_Goal of the exercise_
From the article on Choco and the Atrato River below, set down word for word the passage that opens with the words "Choco department, located" and closes with "turtles and whales.".

_Reading text_

___

Maryury Mosquera has travelled from the rainforest of Choco Colombia to COP26 to raise awareness of the importance of protecting and preserving one of the most important biodiversity hotspots in the world, Choco, which is also one of the focal points of the Colombian conflict.
Choco department, located in the Pacific basin of the Choco Biographical Region, extends from the Andes mountains to the Pacific Ocean and the Caribbean Sea. Its high rates of vegetation cover, forests, mangroves and jungles make it a key carbon storage epicenter to combat the effects of climate change.
It is also crucial to the migration patterns of hundreds of species and a breeding area for turtles and whales.
Choco is of historic and ancestral importance, approximately 90% of the population are Indigenous and Afro-Colombian; communities whose worldviews are intimately intertwined with the land and its natural resources. The government has little presence in this remote region, and for decades guerrillas and paramilitaries have set up bases there, brutalising the local populations and ravaging the environment.
For years, the region has suffered from illegal mining, causing forced displacement of entire communities and gravely polluting the river, making it unsafe for people to bathe or fish.
River guardians
River guardians: The Colombian Court created a body of 14 Indigenous and Afro-Colombian Guardians elected by the communities along the river Atrato to engage with the state to ensure the implementation of its ruling.
They together with the Colombian Environment Minister form the Atrato River Guardians.
Maryury Mosquera Palacios represents the Afro-descendant community council of Cocomopoca as a Guardian of the Atrato River, the most important river in Choco.
The Indigenous and Afro-Colombian communities of Choco together with environmental lawyer Viviana Gonzalez, also attending COP26, took the Colombian state to the Constitutional Court and won a ground-breaking decision which gave bio-cultural rights to the river Atrato. This decision and that of the New Zealand Court were the first in the world to give rights to rivers.

___

_Dataset excerpt_
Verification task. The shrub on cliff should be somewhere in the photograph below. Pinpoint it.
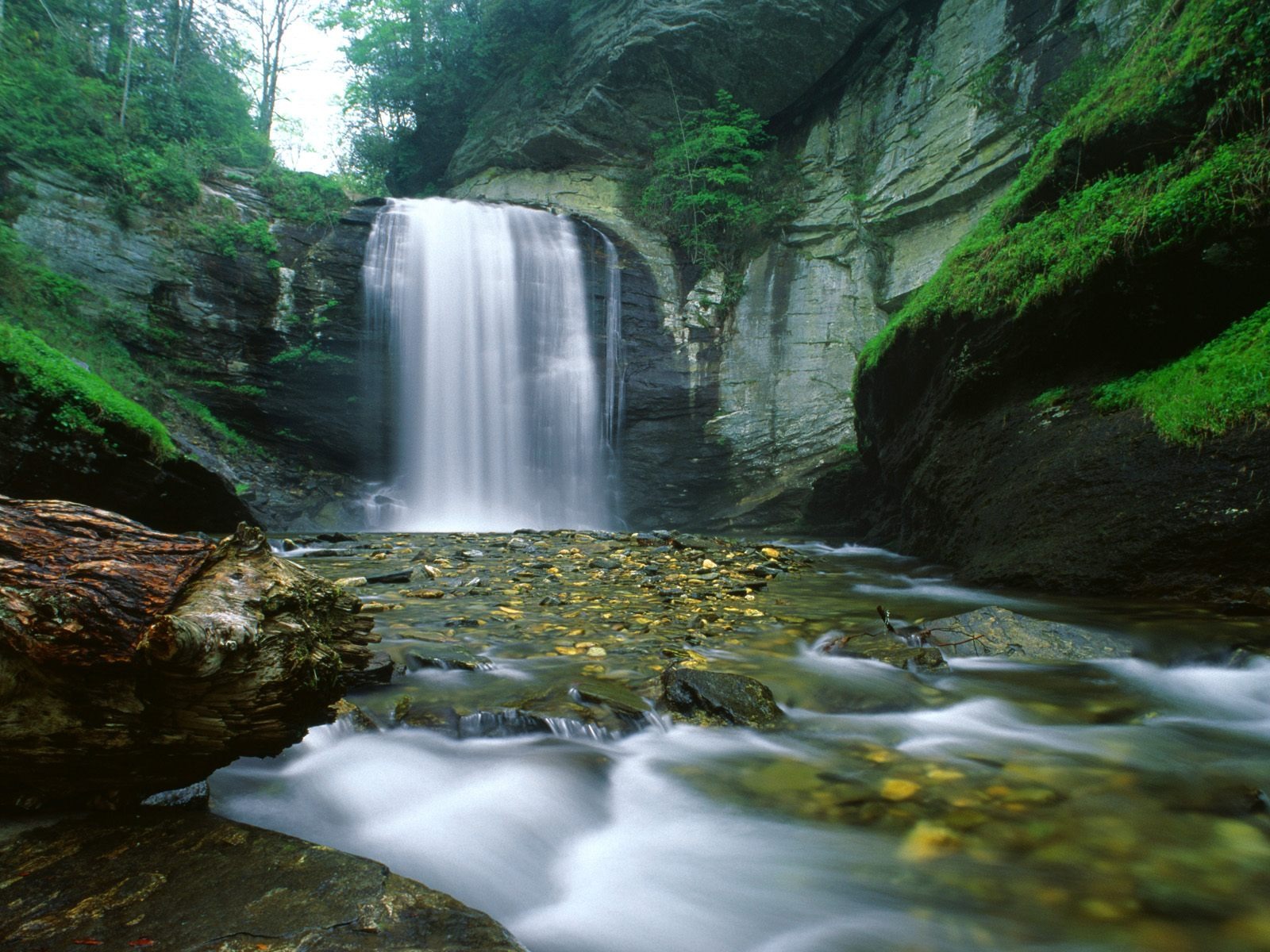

___

_Written answer_
Choco department, located in the Pacific basin of the Choco Biographical Region, extends from the Andes mountains to the Pacific Ocean and the Caribbean Sea. Its high rates of vegetation cover, forests, mangroves and jungles make it a key carbon storage epicenter to combat the effects of climate change.
It is also crucial to the migration patterns of hundreds of species and a breeding area for turtles and whales.